## start
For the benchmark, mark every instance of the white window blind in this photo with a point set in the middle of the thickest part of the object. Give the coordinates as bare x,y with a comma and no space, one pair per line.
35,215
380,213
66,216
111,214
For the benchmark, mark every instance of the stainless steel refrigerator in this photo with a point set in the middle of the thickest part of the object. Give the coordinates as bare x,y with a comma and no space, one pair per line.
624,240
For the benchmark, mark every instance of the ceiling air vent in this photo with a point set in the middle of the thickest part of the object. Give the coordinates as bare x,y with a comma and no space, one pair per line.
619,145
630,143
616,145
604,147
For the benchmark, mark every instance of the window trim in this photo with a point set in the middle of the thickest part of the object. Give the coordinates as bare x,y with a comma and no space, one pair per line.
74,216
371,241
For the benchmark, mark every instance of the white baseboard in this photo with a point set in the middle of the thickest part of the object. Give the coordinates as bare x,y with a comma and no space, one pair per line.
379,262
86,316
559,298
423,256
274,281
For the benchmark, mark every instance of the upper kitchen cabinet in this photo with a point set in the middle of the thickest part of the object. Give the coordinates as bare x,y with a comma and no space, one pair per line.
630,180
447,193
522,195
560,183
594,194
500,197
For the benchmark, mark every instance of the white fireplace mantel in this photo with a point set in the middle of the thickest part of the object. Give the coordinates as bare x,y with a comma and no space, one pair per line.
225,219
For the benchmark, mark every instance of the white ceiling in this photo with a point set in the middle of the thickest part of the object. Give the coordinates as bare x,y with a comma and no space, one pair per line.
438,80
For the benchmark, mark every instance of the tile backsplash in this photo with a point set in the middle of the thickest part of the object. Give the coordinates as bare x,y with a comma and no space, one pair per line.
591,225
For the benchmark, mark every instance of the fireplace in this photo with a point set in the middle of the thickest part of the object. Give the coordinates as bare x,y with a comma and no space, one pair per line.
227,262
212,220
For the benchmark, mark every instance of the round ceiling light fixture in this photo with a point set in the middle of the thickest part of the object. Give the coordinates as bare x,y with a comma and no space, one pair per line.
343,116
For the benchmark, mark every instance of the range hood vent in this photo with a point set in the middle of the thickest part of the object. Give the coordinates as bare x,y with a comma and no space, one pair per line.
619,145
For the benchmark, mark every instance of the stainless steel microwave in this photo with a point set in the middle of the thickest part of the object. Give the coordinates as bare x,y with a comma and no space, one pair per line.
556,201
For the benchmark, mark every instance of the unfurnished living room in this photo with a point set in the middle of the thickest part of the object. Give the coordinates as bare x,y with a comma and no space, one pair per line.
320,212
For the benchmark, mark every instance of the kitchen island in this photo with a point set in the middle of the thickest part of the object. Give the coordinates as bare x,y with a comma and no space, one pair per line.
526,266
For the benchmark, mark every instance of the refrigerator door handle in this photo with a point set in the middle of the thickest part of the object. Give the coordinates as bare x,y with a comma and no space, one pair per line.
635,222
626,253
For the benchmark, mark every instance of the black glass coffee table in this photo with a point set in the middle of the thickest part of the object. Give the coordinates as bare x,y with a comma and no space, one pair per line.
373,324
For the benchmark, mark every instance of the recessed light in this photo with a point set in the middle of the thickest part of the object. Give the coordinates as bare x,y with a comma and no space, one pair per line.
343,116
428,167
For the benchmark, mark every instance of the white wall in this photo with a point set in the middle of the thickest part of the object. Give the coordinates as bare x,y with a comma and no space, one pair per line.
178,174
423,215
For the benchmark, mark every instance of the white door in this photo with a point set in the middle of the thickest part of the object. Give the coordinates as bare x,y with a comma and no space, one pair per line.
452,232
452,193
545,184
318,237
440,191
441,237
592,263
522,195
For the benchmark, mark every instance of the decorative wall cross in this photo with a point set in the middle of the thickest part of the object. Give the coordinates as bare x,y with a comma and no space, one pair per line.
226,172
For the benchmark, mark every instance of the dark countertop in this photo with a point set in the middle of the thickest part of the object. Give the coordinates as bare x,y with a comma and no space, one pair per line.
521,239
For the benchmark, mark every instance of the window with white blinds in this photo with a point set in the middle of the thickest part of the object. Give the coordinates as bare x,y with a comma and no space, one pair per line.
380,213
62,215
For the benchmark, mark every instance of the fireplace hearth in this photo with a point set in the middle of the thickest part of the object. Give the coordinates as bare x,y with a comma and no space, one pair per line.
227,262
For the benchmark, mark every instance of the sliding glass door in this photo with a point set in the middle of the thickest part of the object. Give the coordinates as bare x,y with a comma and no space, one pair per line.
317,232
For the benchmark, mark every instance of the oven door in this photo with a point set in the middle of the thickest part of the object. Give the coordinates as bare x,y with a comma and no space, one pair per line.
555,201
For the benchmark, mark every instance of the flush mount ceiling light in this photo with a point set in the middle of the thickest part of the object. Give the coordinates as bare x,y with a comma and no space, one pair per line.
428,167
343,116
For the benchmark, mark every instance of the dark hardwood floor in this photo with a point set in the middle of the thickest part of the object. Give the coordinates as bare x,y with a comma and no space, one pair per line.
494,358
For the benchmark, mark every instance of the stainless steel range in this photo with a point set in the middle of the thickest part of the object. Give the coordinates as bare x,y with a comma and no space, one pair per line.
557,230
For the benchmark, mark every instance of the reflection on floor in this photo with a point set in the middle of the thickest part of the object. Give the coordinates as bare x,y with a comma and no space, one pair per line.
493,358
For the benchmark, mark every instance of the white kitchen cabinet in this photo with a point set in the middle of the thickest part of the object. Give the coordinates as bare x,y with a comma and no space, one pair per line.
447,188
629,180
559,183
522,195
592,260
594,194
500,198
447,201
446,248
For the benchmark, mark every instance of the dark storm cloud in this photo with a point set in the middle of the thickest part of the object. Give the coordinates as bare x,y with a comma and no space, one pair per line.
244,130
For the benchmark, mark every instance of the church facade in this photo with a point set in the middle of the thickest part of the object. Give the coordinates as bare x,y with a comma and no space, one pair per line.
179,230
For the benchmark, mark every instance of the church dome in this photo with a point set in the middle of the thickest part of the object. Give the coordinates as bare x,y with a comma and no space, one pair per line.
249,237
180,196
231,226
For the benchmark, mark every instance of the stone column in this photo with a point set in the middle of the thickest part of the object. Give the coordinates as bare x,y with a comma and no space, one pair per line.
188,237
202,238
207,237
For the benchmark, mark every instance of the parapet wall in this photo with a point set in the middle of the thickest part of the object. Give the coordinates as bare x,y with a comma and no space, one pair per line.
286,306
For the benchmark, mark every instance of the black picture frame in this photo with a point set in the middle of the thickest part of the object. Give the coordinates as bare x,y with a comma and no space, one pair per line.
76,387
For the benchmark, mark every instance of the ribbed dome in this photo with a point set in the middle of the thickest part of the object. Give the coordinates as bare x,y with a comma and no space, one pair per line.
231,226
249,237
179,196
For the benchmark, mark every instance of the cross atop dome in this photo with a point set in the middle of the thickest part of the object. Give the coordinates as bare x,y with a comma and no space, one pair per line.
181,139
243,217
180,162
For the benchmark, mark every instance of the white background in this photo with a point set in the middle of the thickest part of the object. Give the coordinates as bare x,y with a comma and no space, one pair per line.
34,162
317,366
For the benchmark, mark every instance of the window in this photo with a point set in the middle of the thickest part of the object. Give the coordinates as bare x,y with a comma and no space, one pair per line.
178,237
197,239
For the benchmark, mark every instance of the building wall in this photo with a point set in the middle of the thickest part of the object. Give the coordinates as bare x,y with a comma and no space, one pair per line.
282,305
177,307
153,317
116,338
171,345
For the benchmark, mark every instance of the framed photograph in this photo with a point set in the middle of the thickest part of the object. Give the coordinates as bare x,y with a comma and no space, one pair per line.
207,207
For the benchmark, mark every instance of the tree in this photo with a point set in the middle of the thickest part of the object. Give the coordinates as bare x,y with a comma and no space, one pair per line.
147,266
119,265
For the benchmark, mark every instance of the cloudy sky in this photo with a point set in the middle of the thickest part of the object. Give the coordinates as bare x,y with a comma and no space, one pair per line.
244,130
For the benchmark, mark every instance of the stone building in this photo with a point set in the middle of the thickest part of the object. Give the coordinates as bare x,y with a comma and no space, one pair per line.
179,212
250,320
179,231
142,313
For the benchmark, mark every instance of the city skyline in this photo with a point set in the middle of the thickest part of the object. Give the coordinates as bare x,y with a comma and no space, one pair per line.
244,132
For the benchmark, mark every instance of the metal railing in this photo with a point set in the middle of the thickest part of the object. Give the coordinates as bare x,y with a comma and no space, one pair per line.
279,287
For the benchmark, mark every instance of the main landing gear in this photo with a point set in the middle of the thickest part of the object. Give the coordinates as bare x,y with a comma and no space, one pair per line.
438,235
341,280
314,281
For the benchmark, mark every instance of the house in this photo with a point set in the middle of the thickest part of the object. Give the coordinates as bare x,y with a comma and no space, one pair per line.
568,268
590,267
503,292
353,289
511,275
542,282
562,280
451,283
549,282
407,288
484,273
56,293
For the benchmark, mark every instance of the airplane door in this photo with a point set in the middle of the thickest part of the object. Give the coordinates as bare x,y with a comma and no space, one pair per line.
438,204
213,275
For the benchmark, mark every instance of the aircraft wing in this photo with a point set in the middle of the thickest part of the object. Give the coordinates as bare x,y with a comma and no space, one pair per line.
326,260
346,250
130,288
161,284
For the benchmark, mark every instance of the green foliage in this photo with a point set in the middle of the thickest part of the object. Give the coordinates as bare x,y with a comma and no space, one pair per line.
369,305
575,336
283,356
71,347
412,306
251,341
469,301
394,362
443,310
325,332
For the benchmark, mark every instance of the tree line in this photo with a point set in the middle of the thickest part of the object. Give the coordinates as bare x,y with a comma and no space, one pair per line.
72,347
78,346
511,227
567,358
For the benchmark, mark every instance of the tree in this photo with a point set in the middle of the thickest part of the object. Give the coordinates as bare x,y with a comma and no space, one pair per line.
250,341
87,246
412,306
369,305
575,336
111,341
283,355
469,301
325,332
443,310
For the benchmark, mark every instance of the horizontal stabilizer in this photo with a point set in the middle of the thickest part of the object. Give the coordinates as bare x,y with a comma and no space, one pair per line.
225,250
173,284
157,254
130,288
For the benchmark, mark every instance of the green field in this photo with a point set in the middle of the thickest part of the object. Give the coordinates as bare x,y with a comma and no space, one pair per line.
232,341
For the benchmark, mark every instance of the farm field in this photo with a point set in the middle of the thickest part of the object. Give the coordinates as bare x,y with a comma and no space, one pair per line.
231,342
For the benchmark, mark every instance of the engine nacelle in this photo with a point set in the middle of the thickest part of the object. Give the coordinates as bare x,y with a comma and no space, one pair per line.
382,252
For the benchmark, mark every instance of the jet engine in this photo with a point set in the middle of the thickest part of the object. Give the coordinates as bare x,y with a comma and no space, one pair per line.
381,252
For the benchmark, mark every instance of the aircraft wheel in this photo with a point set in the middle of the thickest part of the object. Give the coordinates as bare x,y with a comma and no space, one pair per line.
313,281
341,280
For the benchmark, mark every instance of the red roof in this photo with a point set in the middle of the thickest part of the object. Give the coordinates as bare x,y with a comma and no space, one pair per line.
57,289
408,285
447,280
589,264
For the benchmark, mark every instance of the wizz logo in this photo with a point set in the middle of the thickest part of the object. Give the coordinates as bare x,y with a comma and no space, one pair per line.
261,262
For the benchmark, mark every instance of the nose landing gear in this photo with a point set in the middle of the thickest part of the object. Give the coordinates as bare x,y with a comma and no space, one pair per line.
## end
* Stated task
From the line containing "For the benchmark, mark every instance of the engine" through the final line of the listing above, retype every line exactly; leave out everything else.

* Exercise response
For the benchmark, mark every instance of the engine nacelle in this photo with a point set in the middle of the thickest part of the object. Give the coordinates as bare x,y with a comma and no space, one pair per line.
382,252
For the benchmark, mark every instance of the jet engine in this photo with a point set in the middle of the thickest part of the object. Give the coordinates as bare x,y with a comma and no space, one pair per line.
381,252
For the benchmark, mark every instance of the aircraft wheel in this photo with a point set in the middle of the thickest part of the object. Give the coordinates as bare x,y with a comma and no space, one pair per line.
313,281
341,280
For the benchmark, mark every instance of the red roof in this photo with a point set in the middle of the thickest part of the object. Give the coordinates as bare x,y with a comma and no space, one pair per line.
57,289
408,285
447,280
589,264
For the benchmark, mark every instance of the wizz logo in this photo with a point set in the middle of the thickest part of the object. Give the coordinates as bare x,y with a comma and no space, one pair per line.
261,262
For the benchmark, mark every instance of the nose landing gear in this photo with a point set in the middle of the thickest part of the object. Give the coordinates as bare x,y with a comma and no space, one pair per line.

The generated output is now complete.